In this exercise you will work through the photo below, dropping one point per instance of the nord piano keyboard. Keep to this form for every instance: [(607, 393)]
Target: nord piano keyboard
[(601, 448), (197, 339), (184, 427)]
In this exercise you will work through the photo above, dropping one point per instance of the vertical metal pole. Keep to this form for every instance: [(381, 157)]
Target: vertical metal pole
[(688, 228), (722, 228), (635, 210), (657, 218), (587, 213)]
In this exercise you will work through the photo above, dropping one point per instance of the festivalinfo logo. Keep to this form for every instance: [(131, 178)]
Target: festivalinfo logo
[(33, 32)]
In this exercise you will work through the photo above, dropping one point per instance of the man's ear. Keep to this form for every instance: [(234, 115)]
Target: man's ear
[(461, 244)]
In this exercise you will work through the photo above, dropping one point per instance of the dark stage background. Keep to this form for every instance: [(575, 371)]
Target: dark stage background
..............................
EXERCISE DETAILS ▸
Could you write out all the entries word for word?

ANSWER AREA ▸
In this exercise you will work through the photo below, dropping one point per instance of the nord piano keyboard. Keep to this form for every instance: [(607, 393)]
Target: nord piano keyboard
[(601, 448), (197, 339), (184, 427)]
In this exercise you will work through the photo above, dropping one point per instance of the vertical metal pole. Keep to this form for every instance: [(381, 157)]
Target: vertical metal pole
[(688, 228), (722, 228), (635, 210), (657, 218), (587, 213)]
In this exercise you will work through the photo above, dropping one point per instance of the festivalinfo logo. Keep to this form for every instance: [(131, 178)]
Target: festivalinfo logo
[(33, 32)]
In this exercise you will work through the photo above, dropping one point per instance of the man's ear. Keep to this form for every instance: [(234, 115)]
Target: man's ear
[(461, 244)]
In this exercise you will work through the photo above, dropping one point per instance of the dark stage background. Keep to this form for every instance: [(575, 371)]
Target: dark stage background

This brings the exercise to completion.